┌────────
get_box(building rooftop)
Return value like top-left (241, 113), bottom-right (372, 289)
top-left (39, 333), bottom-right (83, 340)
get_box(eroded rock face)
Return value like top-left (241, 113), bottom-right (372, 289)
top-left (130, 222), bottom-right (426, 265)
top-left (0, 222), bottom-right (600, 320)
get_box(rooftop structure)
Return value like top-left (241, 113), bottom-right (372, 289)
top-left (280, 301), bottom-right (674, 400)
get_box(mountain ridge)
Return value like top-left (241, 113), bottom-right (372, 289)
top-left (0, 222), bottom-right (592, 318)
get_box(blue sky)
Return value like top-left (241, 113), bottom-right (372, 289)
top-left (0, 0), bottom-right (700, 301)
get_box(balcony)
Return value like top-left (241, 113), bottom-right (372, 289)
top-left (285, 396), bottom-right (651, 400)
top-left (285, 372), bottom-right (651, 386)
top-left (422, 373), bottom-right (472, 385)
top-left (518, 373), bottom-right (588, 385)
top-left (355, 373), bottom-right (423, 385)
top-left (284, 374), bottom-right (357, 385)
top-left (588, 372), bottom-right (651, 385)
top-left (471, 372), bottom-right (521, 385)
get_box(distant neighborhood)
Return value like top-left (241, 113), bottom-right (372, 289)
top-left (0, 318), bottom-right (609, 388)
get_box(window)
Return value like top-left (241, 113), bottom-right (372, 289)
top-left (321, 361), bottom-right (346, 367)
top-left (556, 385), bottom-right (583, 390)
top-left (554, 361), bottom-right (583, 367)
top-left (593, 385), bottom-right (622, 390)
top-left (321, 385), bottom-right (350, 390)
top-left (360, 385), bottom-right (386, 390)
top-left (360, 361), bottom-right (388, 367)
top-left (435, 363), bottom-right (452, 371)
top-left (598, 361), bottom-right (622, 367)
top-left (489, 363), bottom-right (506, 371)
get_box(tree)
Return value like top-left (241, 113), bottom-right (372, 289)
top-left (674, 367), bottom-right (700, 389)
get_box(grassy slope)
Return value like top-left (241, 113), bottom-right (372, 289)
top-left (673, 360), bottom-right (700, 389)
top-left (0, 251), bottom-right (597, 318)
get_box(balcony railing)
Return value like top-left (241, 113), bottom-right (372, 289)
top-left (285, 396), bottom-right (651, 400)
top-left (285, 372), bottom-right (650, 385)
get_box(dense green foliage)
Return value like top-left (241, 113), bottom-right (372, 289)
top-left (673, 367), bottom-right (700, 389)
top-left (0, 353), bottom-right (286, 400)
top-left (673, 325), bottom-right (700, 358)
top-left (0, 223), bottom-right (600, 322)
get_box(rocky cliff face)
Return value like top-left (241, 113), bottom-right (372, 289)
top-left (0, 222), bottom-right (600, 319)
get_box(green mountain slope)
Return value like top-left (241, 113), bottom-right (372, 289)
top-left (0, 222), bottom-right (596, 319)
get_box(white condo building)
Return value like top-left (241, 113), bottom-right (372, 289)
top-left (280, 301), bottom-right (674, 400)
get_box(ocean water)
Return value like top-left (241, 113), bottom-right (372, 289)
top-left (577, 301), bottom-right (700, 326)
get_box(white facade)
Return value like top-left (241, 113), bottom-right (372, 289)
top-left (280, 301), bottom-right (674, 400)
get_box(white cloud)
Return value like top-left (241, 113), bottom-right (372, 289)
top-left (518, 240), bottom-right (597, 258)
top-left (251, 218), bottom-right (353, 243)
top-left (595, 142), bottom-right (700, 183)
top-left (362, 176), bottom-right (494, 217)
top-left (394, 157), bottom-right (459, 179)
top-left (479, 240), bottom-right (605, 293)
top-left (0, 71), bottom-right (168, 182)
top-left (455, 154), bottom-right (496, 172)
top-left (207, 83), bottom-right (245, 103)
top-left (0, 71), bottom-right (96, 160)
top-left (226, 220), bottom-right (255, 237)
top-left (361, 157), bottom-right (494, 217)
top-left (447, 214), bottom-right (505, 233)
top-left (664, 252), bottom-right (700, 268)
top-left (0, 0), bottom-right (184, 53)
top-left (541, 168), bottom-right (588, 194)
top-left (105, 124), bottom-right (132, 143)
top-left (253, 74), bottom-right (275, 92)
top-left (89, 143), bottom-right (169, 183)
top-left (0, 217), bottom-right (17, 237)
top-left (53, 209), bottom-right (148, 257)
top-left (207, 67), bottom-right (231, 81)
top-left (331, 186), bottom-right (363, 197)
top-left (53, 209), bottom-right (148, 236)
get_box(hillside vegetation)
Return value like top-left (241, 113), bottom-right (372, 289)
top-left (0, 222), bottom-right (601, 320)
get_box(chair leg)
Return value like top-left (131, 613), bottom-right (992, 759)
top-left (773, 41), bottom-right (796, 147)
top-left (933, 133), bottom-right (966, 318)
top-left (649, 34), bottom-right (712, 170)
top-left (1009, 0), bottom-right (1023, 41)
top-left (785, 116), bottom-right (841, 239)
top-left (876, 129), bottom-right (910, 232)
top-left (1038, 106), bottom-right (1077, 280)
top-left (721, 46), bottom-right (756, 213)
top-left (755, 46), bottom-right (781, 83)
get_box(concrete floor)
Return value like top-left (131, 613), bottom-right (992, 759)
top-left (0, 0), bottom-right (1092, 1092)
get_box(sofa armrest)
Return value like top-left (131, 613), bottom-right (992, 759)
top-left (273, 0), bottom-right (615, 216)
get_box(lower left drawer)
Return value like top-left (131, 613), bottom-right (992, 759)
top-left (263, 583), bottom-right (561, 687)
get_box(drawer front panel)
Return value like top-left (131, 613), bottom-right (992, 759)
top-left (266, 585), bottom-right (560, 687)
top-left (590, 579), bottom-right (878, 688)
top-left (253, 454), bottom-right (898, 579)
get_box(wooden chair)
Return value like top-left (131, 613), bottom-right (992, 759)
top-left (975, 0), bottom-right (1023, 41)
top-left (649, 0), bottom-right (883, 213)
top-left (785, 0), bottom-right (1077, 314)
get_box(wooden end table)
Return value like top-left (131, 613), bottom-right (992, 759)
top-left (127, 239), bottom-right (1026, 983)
└────────
Rewrite every one of the lines above, putting "Expected output format:" wherever "Return value like" appears and changing nothing else.

get_box(building rooftop)
Expected output format: top-left (241, 113), bottom-right (372, 289)
top-left (39, 333), bottom-right (83, 340)
get_box(eroded rock face)
Expected output format: top-left (241, 113), bottom-right (372, 289)
top-left (130, 222), bottom-right (426, 265)
top-left (0, 222), bottom-right (600, 320)
get_box(rooftop structure)
Expected output format: top-left (241, 113), bottom-right (372, 289)
top-left (280, 301), bottom-right (674, 400)
get_box(mountain ridge)
Expected output format: top-left (241, 113), bottom-right (372, 289)
top-left (0, 222), bottom-right (592, 318)
get_box(blue sky)
Expected output format: top-left (241, 113), bottom-right (372, 289)
top-left (0, 0), bottom-right (700, 301)
get_box(balcony)
Expected output format: top-left (241, 113), bottom-right (372, 289)
top-left (285, 396), bottom-right (651, 400)
top-left (285, 372), bottom-right (651, 386)
top-left (422, 373), bottom-right (472, 385)
top-left (518, 373), bottom-right (588, 385)
top-left (355, 373), bottom-right (423, 385)
top-left (284, 374), bottom-right (357, 385)
top-left (588, 372), bottom-right (651, 385)
top-left (471, 372), bottom-right (521, 385)
get_box(distant neighborhood)
Expected output format: top-left (241, 113), bottom-right (372, 289)
top-left (0, 318), bottom-right (609, 388)
get_box(window)
Expected output format: top-left (241, 113), bottom-right (372, 289)
top-left (321, 361), bottom-right (346, 367)
top-left (556, 385), bottom-right (583, 390)
top-left (554, 361), bottom-right (583, 367)
top-left (593, 385), bottom-right (622, 390)
top-left (321, 385), bottom-right (350, 390)
top-left (360, 385), bottom-right (386, 390)
top-left (360, 361), bottom-right (388, 367)
top-left (435, 363), bottom-right (452, 371)
top-left (598, 361), bottom-right (622, 367)
top-left (489, 363), bottom-right (506, 371)
get_box(tree)
Expected output format: top-left (241, 113), bottom-right (372, 289)
top-left (674, 367), bottom-right (700, 389)
get_box(grassy slope)
Expected output format: top-left (241, 113), bottom-right (372, 289)
top-left (673, 360), bottom-right (700, 389)
top-left (0, 251), bottom-right (597, 318)
get_box(balcony railing)
Expected output format: top-left (241, 113), bottom-right (372, 289)
top-left (285, 396), bottom-right (651, 400)
top-left (285, 372), bottom-right (650, 385)
get_box(dense green foliage)
Expected output format: top-left (241, 113), bottom-right (372, 289)
top-left (673, 367), bottom-right (700, 389)
top-left (0, 353), bottom-right (286, 400)
top-left (673, 325), bottom-right (700, 358)
top-left (0, 223), bottom-right (600, 322)
get_box(rocky cliff face)
Expected output format: top-left (241, 113), bottom-right (372, 289)
top-left (0, 222), bottom-right (600, 319)
get_box(green mountain slope)
Expected output format: top-left (241, 113), bottom-right (372, 289)
top-left (0, 222), bottom-right (596, 319)
get_box(white condo building)
Expected output format: top-left (241, 113), bottom-right (372, 289)
top-left (280, 301), bottom-right (674, 400)
get_box(ocean water)
Expected output format: top-left (241, 113), bottom-right (372, 289)
top-left (577, 301), bottom-right (700, 326)
get_box(white facade)
Expected output format: top-left (241, 113), bottom-right (372, 289)
top-left (280, 301), bottom-right (674, 400)
get_box(white cloud)
Expected output format: top-left (241, 113), bottom-right (372, 289)
top-left (518, 240), bottom-right (597, 258)
top-left (251, 218), bottom-right (353, 243)
top-left (595, 142), bottom-right (700, 183)
top-left (362, 176), bottom-right (494, 217)
top-left (394, 157), bottom-right (459, 179)
top-left (479, 240), bottom-right (605, 293)
top-left (0, 71), bottom-right (168, 182)
top-left (455, 154), bottom-right (496, 172)
top-left (207, 83), bottom-right (245, 103)
top-left (0, 71), bottom-right (96, 160)
top-left (226, 220), bottom-right (255, 237)
top-left (361, 157), bottom-right (494, 217)
top-left (447, 214), bottom-right (505, 233)
top-left (664, 252), bottom-right (700, 268)
top-left (0, 0), bottom-right (184, 53)
top-left (541, 168), bottom-right (588, 194)
top-left (105, 124), bottom-right (132, 143)
top-left (253, 74), bottom-right (275, 92)
top-left (89, 143), bottom-right (169, 183)
top-left (0, 217), bottom-right (17, 237)
top-left (53, 209), bottom-right (148, 257)
top-left (207, 67), bottom-right (231, 81)
top-left (331, 186), bottom-right (363, 197)
top-left (53, 209), bottom-right (148, 236)
get_box(hillside vegetation)
Expected output format: top-left (241, 113), bottom-right (372, 289)
top-left (0, 222), bottom-right (601, 320)
get_box(chair leg)
Expected output format: top-left (131, 613), bottom-right (992, 759)
top-left (773, 41), bottom-right (796, 147)
top-left (933, 133), bottom-right (966, 318)
top-left (649, 34), bottom-right (712, 170)
top-left (1009, 0), bottom-right (1023, 41)
top-left (785, 116), bottom-right (841, 239)
top-left (876, 129), bottom-right (910, 232)
top-left (1038, 106), bottom-right (1077, 280)
top-left (721, 46), bottom-right (756, 213)
top-left (755, 46), bottom-right (781, 83)
get_box(concrete floor)
Expected output format: top-left (131, 613), bottom-right (992, 759)
top-left (0, 0), bottom-right (1092, 1092)
get_box(sofa armrest)
Expected output format: top-left (131, 613), bottom-right (992, 759)
top-left (273, 0), bottom-right (615, 216)
get_box(lower left drawer)
Expected output format: top-left (131, 613), bottom-right (992, 759)
top-left (263, 583), bottom-right (561, 687)
get_box(drawer front panel)
Expected output format: top-left (131, 613), bottom-right (992, 759)
top-left (266, 585), bottom-right (560, 687)
top-left (590, 579), bottom-right (878, 688)
top-left (253, 454), bottom-right (898, 579)
get_box(wooden chair)
Expected output format: top-left (131, 613), bottom-right (992, 759)
top-left (975, 0), bottom-right (1023, 41)
top-left (649, 0), bottom-right (883, 213)
top-left (785, 0), bottom-right (1077, 314)
get_box(wooden end table)
Expected output format: top-left (131, 613), bottom-right (992, 759)
top-left (127, 239), bottom-right (1026, 983)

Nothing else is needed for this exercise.